## Exercício 1
Localize na listagem abaixo todas as linhas que contêm a palavra "instance" e copie cada uma delas.

Entende-se que os humanos utilizem artefatos culturais já existentes e criem novos que permitam regular suas atividades biológicas e comportamentais

Vygotsky

Principais teses

  • Não se pode separar o desenvolvimento da linguagem do contexto histórico e social
  • Os humanos pensam através da criação e do uso de ferramentas mediadoras
  • A linguagem tem papel importante no desenvolvimento mental, sendo ela a principal ferramenta de mediação
  • Mediação (interação, andaimes, ZDP)
  • Automediação (fala privada)

Interação humana na ASL

Conexionismo

Conexionismo

A perspectiva conexionista é uma abordagem teórica na aquisição de segunda língua que se baseia nos princípios da neurociência e em modelos computacionais inspirados no funcionamento do cérebro.

## Dados exibidos
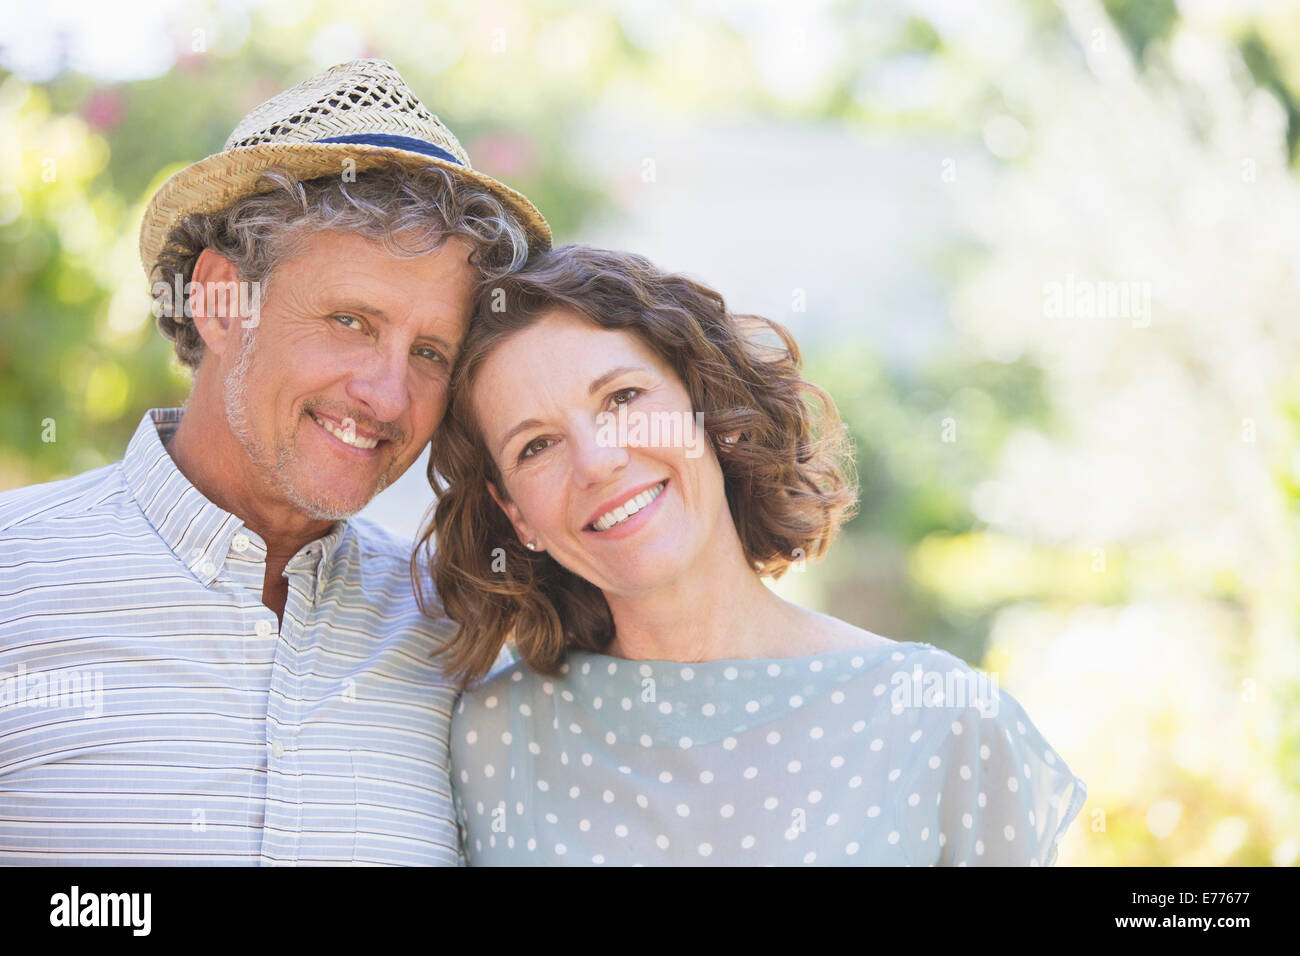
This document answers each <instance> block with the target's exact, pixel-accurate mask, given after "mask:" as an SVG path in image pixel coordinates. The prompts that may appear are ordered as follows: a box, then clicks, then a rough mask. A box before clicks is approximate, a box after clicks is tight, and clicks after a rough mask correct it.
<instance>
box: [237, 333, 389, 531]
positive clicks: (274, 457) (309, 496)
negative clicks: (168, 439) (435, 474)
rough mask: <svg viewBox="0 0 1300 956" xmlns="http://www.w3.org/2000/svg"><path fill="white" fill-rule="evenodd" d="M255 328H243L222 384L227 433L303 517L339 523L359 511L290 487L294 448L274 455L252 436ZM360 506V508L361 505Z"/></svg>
mask: <svg viewBox="0 0 1300 956" xmlns="http://www.w3.org/2000/svg"><path fill="white" fill-rule="evenodd" d="M256 332H257V326H256V325H251V326H248V328H247V329H244V338H243V342H242V343H240V346H239V355H237V356H235V364H234V367H233V368H231V369H230V373H229V375H227V376H226V381H225V403H226V421H227V423H229V425H230V431H231V433H233V434H234V436H235V438H238V440H239V444H240V445H243V447H244V451H247V453H248V458H250V459H251V460H252V463H253V466H255V467H256V468H257V470H260V471H263V473H266V475H274V477H276V483H277V484H278V485H279V492H281V493H282V494H283V496H285V497H286V498H287V499H289V501H290V502H292V505H294V507H296V509H298V510H299V511H302V512H303V514H304V515H307V516H308V518H311V519H312V520H317V522H339V520H343V519H346V518H351V516H352V515H355V514H356V512H357V511H360V510H361V509H360V507H355V509H354V507H339V506H338V505H337V503H334V502H330V501H328V499H326V498H322V497H318V496H307V494H303V492H302V490H300V489H298V488H296V486H295V485H294V483H292V479H291V476H292V466H294V449H292V446H291V445H290V444H289V442H285V444H282V445H281V446H279V447H278V449H276V454H274V455H272V454H269V453H268V451H266V447H265V446H264V445H263V444H261V442H260V441H259V440H257V437H256V436H255V434H253V431H252V425H251V424H250V421H248V369H250V368H251V367H252V343H253V339H255V338H256ZM295 434H296V428H295ZM389 477H390V476H389V472H383V475H382V476H381V477H380V480H378V483H377V484H376V486H374V490H373V492H372V493H370V498H372V499H373V498H374V496H376V494H378V493H380V492H382V490H383V489H385V488H387V484H389ZM367 503H369V502H367ZM361 507H364V505H363V506H361Z"/></svg>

## Exercício 2
De acordo com o trecho sobre Vygotsky, por que a linguagem tem papel importante no desenvolvimento mental?

## Sua resposta 1
This document answers each <instance> block with the target's exact, pixel-accurate mask, given after "mask:" as an SVG path in image pixel coordinates. The prompts that may appear are ordered as follows: a box, then clicks, then a rough mask. A box before clicks is approximate, a box after clicks is tight, and clicks after a rough mask correct it.
<instance>

## Sua resposta 2
Porque a linguagem é a principal ferramenta de mediação.